#### Selected text
★ ★ ★ ★ ★ ★ ★

Art · New York City

Hacking the Met

After spending three weeks job and apartment hunting (which has made the three weeks feel like three years), I have gone out to enjoy what New York City has to offer!

66135_10152536777041953_850875758_nI learned about Museum Hack through a friend of a friend (which is how New York really works) and when I saw on Facebook they were offering discounted tours for $9, I jumped on it!

The concept is this: these are small group tours (I think we had about eight people in total) unaffiliated with the Metropolitan Museum of Art designed to show you not the highlights, but the hidden treasures you didn’t know were there. And with a museum like the Met, with more than two million works in its collection, there are definitely pieces you could easily walk past a hundred times without even realizing they’re there.

The tour by itself would be interesting enough to attract the average art enthusiast. However, the creators of Museum Hack, Nick and Mark (both of whom I met on this excursion), want to make the Met accessible to the general public as a whole, which is a task in itself.

William, the Unofficial Mascot of the Met.

★ ★ ★ ★ ★ ★ ★

#### Data
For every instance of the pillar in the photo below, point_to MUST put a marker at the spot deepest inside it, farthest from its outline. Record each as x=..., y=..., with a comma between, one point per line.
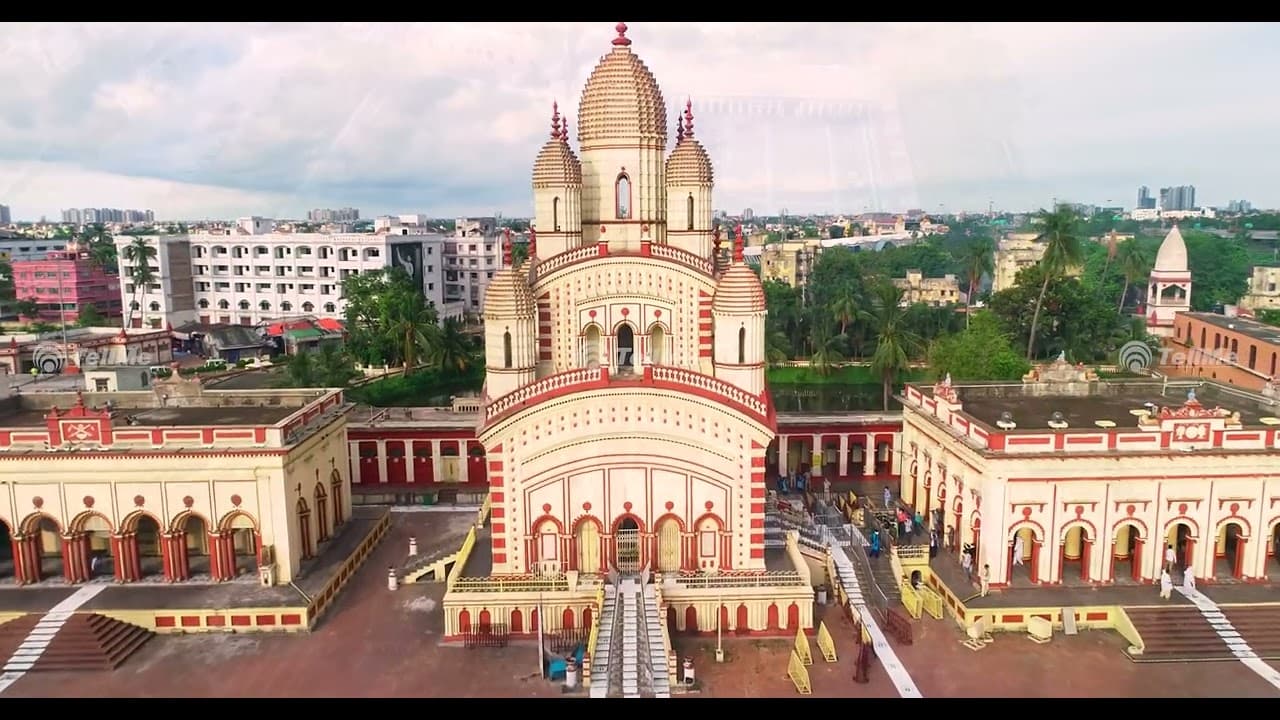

★ ★ ★ ★ ★ ★ ★

#### Aim of the exercise
Return the passage of the Museum Hack post above from "The concept is" to "of the Met.", copied word for word.

#### Full solution
The concept is this: these are small group tours (I think we had about eight people in total) unaffiliated with the Metropolitan Museum of Art designed to show you not the highlights, but the hidden treasures you didn’t know were there. And with a museum like the Met, with more than two million works in its collection, there are definitely pieces you could easily walk past a hundred times without even realizing they’re there.

The tour by itself would be interesting enough to attract the average art enthusiast. However, the creators of Museum Hack, Nick and Mark (both of whom I met on this excursion), want to make the Met accessible to the general public as a whole, which is a task in itself.

William, the Unofficial Mascot of the Met.